* [Supplied text]
Segment Open

BY MATT TUCK, BLOGGER SUPREME
IG @ matt.tuck.writer
Will we ever see Sentry in the MCU? It’s possible since Loki and Eternals laid the foundation for Marvel’s Superman.
Despite the constant Marvel news cycle, fans are still talking about the events of Eternals. That speaks volumes considering the amount of news that Marvel has churned out this month. The film left so much for fans to digest, and the expectations are high. There’s Black Knight, Blade, the Celestials, and Eros, but Eternals may have opened a window for one of Marvel’s most powerful and complicated superheroes, Sentry.
DC HEROES IN THE MCU?
Two of the most talked about moments from the movie confirmed that DC Comics exists in the MCU. First, there was the Superman reference. Phastos’ son spots Ikaris and directly compares him to the Man of Steel. The other allusion came from Gilgamesh. When he met Karun, who introduced himself as Kingo’s valet, Gilgamesh replied, “Like Alfred in Batman.”
Initially, this sparked a debate of whether or not the DC superheroes functioned inside the MCU, and fans were thinking crossover of epic proportions. Of course, the context of the Batman reference in which Gilgamesh alludes to the Dark Knight as a comic or movie franchise suggests that, in the world of the MCU, DC’s heroes are fictional whereas Marvel’s caped crusaders are real.
While that may have taken the wind out of the sails for those banking on an epic Marvel/DC live-action adventure, the DC allusions could make for the beginnings of Marvel’s own Superman.
WHO IS SENTRY?
The idea is that Sentry was a Silver Age hero forgotten by the public. Four decades later, he returned to the spotlight to join the New Avengers and later the Dark Avengers. Created in 2000 by writer Paul Jenkins and artist Jae Lee, think of Sentry as a more human Superman. Sentry has virtually all the powers and abilities of the Man of Steel, but he is far from perfect.
In the same vein as the super soldier program, Sentry was the product of World War II experimentation. As the story goes, the Canadian and U.S. governments collaborated to make a more powerful version of the famed Super Soldier Serum. After the war ended, the operation was shut down, and the remnants were scattered across North America.

Segment Closed

[Annotated localization data for photos]

Segment Open

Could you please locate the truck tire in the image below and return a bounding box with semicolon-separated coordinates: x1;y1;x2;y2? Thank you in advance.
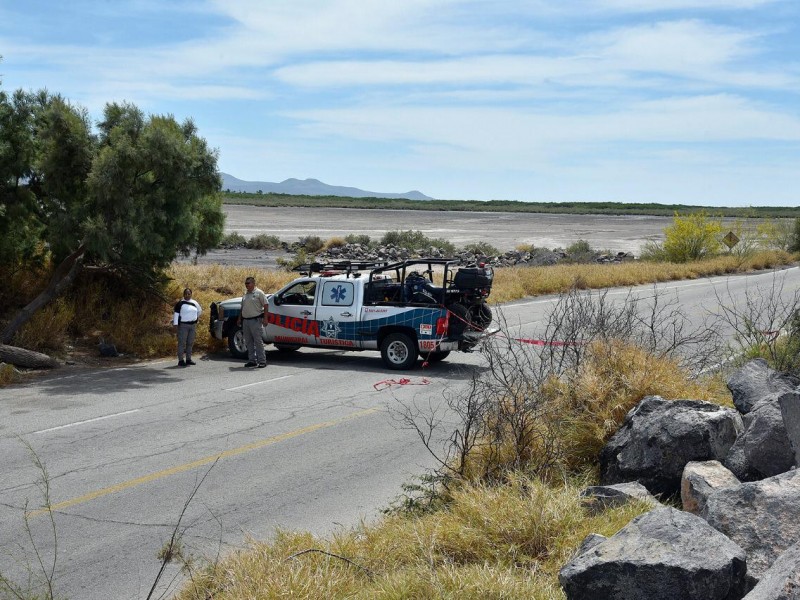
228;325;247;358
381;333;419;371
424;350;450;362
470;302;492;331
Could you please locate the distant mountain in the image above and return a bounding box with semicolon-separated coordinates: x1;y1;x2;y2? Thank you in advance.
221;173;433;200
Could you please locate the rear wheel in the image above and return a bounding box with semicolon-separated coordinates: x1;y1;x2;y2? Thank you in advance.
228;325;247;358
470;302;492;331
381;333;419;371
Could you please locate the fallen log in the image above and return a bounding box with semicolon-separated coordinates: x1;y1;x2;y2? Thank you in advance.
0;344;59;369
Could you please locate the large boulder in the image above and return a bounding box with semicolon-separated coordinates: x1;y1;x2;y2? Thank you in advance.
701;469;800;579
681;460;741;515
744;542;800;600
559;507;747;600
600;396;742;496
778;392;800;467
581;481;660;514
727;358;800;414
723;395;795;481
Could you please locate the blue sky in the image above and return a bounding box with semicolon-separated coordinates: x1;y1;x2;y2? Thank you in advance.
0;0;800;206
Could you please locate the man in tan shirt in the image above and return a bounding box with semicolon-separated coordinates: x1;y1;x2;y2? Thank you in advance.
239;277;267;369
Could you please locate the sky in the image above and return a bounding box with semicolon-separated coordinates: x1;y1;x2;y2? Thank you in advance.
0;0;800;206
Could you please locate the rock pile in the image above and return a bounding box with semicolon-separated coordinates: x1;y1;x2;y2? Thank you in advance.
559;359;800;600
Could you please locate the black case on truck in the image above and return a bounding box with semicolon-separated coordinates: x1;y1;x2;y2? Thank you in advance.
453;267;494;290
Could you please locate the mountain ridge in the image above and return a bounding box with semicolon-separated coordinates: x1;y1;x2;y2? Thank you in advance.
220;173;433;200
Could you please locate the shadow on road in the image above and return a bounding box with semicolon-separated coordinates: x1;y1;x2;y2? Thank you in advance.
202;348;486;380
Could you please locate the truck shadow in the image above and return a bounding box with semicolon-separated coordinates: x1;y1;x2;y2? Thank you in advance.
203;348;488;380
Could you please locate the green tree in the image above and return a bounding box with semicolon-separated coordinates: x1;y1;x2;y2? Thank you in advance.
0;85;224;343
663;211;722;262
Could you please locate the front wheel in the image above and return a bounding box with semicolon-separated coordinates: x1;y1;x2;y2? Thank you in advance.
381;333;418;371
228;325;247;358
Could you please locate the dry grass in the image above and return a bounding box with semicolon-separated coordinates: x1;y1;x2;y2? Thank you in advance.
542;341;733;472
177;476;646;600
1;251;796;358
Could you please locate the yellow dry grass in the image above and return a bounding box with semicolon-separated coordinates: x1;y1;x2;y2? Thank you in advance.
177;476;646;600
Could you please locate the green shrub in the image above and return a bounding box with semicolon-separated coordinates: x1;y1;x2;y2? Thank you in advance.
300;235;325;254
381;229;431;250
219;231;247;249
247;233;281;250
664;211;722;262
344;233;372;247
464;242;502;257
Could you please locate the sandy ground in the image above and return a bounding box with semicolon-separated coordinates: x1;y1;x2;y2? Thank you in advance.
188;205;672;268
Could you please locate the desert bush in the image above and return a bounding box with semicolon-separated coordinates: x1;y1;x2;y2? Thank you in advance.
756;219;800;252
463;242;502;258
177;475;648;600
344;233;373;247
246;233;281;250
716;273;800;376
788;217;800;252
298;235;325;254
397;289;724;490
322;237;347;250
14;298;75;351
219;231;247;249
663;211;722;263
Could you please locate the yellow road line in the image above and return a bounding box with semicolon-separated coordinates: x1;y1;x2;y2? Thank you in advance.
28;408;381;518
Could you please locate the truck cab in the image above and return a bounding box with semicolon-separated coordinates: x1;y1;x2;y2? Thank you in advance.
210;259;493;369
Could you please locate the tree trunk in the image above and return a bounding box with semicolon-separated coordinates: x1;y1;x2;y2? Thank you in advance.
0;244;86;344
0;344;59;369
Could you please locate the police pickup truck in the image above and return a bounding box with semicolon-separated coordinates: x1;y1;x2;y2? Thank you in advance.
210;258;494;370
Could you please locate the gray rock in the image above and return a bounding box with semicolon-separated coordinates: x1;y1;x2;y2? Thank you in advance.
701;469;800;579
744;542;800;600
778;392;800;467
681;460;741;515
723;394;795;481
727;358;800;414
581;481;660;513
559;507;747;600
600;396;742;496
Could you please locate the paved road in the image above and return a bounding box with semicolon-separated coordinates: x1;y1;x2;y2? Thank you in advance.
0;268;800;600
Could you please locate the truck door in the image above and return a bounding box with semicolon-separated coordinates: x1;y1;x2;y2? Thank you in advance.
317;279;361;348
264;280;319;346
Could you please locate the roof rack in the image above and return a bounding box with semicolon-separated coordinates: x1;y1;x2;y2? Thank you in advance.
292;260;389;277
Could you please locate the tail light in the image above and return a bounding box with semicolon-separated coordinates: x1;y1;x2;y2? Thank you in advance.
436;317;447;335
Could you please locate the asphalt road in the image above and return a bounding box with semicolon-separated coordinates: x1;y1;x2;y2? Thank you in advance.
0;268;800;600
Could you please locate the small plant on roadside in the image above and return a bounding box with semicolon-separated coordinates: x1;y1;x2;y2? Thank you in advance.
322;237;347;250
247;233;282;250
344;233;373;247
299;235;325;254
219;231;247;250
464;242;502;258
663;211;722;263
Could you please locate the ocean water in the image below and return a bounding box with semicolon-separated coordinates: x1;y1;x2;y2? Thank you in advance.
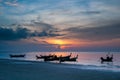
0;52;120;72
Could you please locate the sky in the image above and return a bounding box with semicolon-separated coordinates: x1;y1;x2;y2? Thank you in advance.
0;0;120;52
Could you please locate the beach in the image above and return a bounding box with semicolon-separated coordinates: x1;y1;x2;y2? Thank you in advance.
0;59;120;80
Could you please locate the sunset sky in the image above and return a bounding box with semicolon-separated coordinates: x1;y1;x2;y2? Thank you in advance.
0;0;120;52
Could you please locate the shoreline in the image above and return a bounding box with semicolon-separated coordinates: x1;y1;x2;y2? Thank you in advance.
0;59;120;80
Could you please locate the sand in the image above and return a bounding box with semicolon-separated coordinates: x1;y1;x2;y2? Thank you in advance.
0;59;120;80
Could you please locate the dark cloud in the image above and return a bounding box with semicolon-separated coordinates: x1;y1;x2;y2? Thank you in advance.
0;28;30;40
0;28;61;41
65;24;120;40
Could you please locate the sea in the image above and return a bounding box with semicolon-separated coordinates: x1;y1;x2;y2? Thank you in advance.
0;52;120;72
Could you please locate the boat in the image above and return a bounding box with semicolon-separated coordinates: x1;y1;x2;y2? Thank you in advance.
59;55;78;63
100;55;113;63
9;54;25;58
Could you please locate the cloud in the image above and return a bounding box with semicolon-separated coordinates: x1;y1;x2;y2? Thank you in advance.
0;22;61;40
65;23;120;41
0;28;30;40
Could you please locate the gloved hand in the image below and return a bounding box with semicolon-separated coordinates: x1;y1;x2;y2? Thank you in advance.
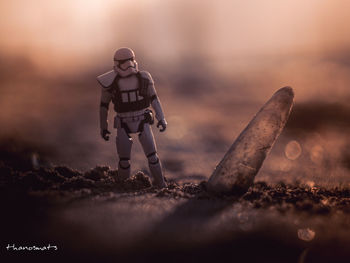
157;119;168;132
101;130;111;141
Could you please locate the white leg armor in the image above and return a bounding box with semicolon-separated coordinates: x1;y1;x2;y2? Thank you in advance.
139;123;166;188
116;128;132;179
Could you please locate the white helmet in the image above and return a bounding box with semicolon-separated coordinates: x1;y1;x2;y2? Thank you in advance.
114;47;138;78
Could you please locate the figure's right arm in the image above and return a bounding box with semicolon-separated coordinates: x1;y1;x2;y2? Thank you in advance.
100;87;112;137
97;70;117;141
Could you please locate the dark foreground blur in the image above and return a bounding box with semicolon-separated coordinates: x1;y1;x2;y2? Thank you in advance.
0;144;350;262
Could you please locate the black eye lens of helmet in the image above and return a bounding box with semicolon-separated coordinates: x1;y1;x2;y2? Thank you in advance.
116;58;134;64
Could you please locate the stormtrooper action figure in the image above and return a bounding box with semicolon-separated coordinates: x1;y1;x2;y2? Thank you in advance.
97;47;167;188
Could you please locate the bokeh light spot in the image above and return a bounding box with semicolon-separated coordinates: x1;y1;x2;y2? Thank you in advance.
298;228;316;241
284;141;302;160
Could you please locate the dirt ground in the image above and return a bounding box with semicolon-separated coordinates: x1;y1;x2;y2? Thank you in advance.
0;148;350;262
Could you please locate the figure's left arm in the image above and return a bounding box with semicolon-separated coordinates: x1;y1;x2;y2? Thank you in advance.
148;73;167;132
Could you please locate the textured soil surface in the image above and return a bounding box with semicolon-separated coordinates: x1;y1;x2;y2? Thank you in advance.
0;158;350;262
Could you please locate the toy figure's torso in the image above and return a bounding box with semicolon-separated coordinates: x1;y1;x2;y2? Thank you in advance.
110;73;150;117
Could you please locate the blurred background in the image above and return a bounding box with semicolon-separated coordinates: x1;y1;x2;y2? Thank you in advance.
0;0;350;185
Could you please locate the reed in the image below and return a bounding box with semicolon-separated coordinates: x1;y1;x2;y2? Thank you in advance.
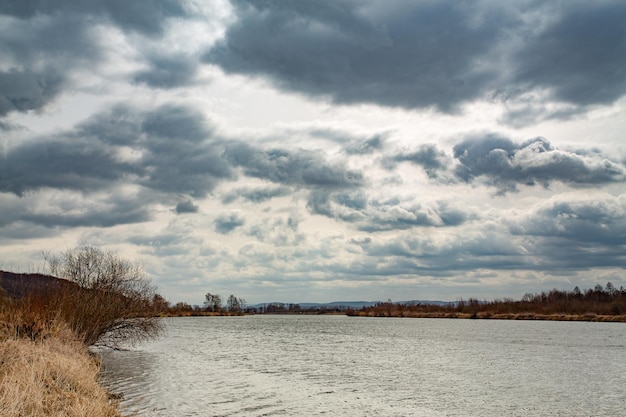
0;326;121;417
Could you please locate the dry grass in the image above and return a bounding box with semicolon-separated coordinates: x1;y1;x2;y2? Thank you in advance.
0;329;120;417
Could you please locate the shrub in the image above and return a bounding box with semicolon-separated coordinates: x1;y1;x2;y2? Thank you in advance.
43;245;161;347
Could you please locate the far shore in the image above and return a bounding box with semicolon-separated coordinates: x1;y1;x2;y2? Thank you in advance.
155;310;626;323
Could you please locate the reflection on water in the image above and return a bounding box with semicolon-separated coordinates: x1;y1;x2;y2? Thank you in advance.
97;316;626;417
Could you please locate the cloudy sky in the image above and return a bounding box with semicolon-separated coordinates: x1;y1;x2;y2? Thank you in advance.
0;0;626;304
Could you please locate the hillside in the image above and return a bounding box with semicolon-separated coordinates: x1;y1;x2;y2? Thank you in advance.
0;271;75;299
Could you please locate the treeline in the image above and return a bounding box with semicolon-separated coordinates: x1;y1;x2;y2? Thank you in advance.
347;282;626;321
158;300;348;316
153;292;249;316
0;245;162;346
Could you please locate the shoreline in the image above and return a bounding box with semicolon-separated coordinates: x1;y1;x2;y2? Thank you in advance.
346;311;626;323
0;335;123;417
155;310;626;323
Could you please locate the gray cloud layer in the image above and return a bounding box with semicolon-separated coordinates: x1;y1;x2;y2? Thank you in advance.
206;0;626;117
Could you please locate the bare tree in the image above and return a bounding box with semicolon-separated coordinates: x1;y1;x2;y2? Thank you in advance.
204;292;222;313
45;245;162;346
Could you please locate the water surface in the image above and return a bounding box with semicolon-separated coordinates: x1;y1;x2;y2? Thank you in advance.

Segment Closed

* [Questions to answer]
A - Render this sentence from the Sentry article into Spanish: "In the same vein as the super soldier program, Sentry was the product of World War II experimentation."
B - Extract the passage of the Sentry article starting with "DC HEROES IN" and going on through "crusaders are real.".
These rows originate from a source separate from the Sentry article.

* [Expected responses]
A - En la misma línea que el programa de supersoldados, Sentry fue producto de la experimentación de la Segunda Guerra Mundial.

B -
DC HEROES IN THE MCU?
Two of the most talked about moments from the movie confirmed that DC Comics exists in the MCU. First, there was the Superman reference. Phastos’ son spots Ikaris and directly compares him to the Man of Steel. The other allusion came from Gilgamesh. When he met Karun, who introduced himself as Kingo’s valet, Gilgamesh replied, “Like Alfred in Batman.”
Initially, this sparked a debate of whether or not the DC superheroes functioned inside the MCU, and fans were thinking crossover of epic proportions. Of course, the context of the Batman reference in which Gilgamesh alludes to the Dark Knight as a comic or movie franchise suggests that, in the world of the MCU, DC’s heroes are fictional whereas Marvel’s caped crusaders are real.